### SELECTED EXCERPT
CANADA AVIATION NEWS
- An aviation row has forced Canada to prepare the evacuation of a military base in the United Arab Emirates, a key supply route to Afghanistan, Canadian Defense Minister Peter MacKay said Monday.
"At this point, we will abide by the wishes of the Emirates, and that is that we will be leaving the base," MacKay was quoted by Canadian media as telling reporters in Kandahar, Afghanistan after negotiations between Ottawa and the UAE broke down.
The UAE had sought to obtain an increase in the number of flights between Canada and the Emirates, but with the talks ending without an agreement, Canada’s military base in the country looked set for closure.
"We are going through the various options that are before us right now, and we’ll continue to do our mission here in Afghanistan primarily and we’ll find other ways to support this mission through other hubs within the region," MacKay said.
At stake was a military base near Dubai known as Camp Mirage.
On Sunday, the UAE’s ambassador to Canada Mohammed Abdullah al-Ghafli said the Emirates was "disappointed" that protracted negotiations had floundered.
"The fact that this has not come about undoubtedly affects the bilateral relationship," he was quoted as saying by the official WAM news agency.
The evacuation orders came after the Canadian government balked at the UAE’s demands for more landing rights for its national carriers, Emirates Airlines and Etihad Airways.
"We’ll always act in Canada’s best interest," MacKay added, after thanking the UAE for its past support of Canada’s military operations in the country.
"And one thing I know about the Canadian forces, they’re very adaptable. They have alternative plans, they have contingency plans."
Canada’s Globe and Mail newspaper reported that Ottawa is now planning to relocate its forces, possibly to Cyprus, rather than agree to the UAE’s terms.
The Vancouver Sun said Canadian soldiers and pilots would have just 27 days to "pack up and clear out of Camp Mirage" after the negotiations collapsed.

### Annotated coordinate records

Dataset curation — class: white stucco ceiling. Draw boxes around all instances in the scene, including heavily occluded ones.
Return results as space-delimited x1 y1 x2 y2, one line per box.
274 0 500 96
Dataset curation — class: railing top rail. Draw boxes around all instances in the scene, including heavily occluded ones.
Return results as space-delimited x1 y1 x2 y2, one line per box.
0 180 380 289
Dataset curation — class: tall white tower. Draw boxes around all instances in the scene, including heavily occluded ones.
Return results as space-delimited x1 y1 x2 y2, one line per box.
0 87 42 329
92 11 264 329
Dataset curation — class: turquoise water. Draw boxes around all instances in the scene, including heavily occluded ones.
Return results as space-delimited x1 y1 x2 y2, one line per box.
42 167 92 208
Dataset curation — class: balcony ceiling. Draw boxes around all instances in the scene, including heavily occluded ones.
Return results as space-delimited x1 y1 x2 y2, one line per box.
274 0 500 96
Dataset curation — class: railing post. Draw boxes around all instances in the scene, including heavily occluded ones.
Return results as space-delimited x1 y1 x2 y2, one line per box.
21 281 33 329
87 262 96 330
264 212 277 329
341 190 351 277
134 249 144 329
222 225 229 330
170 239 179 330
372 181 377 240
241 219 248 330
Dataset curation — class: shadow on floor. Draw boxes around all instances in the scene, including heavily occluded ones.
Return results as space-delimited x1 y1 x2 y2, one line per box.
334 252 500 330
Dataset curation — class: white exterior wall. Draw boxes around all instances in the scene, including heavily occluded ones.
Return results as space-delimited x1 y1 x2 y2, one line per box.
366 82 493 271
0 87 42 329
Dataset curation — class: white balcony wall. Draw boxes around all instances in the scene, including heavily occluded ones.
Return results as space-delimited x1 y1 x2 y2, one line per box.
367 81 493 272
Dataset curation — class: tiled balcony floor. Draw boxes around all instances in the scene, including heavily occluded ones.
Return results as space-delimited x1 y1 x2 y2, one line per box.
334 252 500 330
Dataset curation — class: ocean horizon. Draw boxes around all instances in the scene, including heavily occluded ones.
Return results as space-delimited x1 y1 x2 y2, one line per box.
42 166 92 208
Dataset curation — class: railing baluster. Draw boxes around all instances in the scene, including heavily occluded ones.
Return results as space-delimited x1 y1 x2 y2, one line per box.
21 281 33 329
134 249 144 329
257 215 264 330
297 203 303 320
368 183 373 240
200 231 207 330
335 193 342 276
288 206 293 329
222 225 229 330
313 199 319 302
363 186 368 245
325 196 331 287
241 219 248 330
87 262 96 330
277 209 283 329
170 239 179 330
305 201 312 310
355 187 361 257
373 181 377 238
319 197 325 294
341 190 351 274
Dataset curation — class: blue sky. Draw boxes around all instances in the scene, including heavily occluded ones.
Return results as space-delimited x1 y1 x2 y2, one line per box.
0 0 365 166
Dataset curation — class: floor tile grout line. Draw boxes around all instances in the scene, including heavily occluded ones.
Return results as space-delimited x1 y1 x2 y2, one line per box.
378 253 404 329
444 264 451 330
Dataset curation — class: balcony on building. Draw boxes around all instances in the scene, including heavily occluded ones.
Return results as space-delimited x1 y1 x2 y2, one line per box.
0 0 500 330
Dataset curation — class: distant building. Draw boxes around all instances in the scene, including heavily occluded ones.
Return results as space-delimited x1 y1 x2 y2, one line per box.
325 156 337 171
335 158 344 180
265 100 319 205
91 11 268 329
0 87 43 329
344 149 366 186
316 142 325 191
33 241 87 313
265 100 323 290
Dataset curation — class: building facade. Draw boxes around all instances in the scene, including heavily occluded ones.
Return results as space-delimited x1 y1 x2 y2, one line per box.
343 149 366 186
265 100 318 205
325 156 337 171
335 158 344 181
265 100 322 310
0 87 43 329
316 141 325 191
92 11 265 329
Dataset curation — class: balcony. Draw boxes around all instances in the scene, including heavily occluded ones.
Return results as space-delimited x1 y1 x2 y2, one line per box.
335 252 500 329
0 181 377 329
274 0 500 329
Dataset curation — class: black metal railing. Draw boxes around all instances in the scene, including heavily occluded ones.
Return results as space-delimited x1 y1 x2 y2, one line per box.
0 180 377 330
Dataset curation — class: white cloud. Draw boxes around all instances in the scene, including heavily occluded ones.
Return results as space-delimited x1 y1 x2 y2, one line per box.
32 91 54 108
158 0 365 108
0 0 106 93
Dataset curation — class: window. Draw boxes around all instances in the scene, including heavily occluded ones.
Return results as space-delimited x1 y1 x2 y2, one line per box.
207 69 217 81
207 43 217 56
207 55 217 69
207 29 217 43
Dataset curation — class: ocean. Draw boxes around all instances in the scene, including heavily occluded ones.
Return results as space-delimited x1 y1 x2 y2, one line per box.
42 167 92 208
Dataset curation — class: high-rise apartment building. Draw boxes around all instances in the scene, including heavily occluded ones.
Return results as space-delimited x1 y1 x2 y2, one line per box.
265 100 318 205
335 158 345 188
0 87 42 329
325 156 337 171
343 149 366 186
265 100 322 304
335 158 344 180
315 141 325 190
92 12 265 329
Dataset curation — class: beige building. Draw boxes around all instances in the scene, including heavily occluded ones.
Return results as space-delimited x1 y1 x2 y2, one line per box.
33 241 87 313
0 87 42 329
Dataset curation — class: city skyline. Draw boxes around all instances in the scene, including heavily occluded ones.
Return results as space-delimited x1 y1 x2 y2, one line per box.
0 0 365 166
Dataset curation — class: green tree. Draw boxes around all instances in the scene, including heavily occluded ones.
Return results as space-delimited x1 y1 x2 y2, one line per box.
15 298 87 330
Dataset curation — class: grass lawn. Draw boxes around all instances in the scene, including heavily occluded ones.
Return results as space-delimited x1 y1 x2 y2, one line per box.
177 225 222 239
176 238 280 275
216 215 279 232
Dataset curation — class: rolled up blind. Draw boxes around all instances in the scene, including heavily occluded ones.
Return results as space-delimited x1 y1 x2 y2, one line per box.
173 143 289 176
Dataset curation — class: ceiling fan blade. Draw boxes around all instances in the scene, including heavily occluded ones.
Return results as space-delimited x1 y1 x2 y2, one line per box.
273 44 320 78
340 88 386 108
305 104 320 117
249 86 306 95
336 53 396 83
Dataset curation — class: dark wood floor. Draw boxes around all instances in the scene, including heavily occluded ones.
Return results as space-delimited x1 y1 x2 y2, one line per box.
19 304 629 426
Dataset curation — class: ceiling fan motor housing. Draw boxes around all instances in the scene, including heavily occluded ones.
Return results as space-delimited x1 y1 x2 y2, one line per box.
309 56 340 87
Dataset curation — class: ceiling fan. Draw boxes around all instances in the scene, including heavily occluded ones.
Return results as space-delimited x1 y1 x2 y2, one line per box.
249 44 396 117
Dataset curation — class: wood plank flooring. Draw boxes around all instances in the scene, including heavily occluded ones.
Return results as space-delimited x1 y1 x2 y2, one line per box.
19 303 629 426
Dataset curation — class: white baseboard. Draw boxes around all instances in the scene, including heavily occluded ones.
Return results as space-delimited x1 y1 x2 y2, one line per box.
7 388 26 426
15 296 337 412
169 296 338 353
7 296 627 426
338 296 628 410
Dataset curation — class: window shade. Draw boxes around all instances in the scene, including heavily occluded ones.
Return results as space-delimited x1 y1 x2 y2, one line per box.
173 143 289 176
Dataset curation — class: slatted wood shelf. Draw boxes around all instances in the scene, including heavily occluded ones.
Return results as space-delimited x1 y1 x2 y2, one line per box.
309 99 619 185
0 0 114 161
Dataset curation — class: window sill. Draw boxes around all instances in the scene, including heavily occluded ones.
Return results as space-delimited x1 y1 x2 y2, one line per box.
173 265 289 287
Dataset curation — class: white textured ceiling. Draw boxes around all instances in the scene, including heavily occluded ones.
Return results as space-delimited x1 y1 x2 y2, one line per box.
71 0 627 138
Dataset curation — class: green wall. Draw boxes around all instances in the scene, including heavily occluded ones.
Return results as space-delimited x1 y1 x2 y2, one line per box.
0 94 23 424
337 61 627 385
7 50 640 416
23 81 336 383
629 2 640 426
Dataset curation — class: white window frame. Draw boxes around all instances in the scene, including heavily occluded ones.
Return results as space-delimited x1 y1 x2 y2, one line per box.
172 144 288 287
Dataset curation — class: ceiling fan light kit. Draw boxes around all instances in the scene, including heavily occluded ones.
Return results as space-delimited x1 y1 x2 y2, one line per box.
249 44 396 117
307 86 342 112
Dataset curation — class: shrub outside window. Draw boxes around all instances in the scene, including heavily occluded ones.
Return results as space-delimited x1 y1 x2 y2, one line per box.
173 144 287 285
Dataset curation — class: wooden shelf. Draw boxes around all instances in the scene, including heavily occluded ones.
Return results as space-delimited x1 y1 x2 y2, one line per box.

### WRITTEN TASKS
1. In the article on the Camp Mirage dispute, condense the paragraph beginning "The UAE had sought to obtain" into one shorter sentence that keeps its main facts.
2. From the article on the Camp Mirage dispute, reproduce the part that opens with the words containing "Canada’s Globe and" and closes with "the UAE’s terms.".

### EXPECTED OUTPUTS
1. After talks on the UAE's push for more flights between the two countries ended without agreement, Canada's military base there appeared headed for closure.

2.
Canada’s Globe and Mail newspaper reported that Ottawa is now planning to relocate its forces, possibly to Cyprus, rather than agree to the UAE’s terms.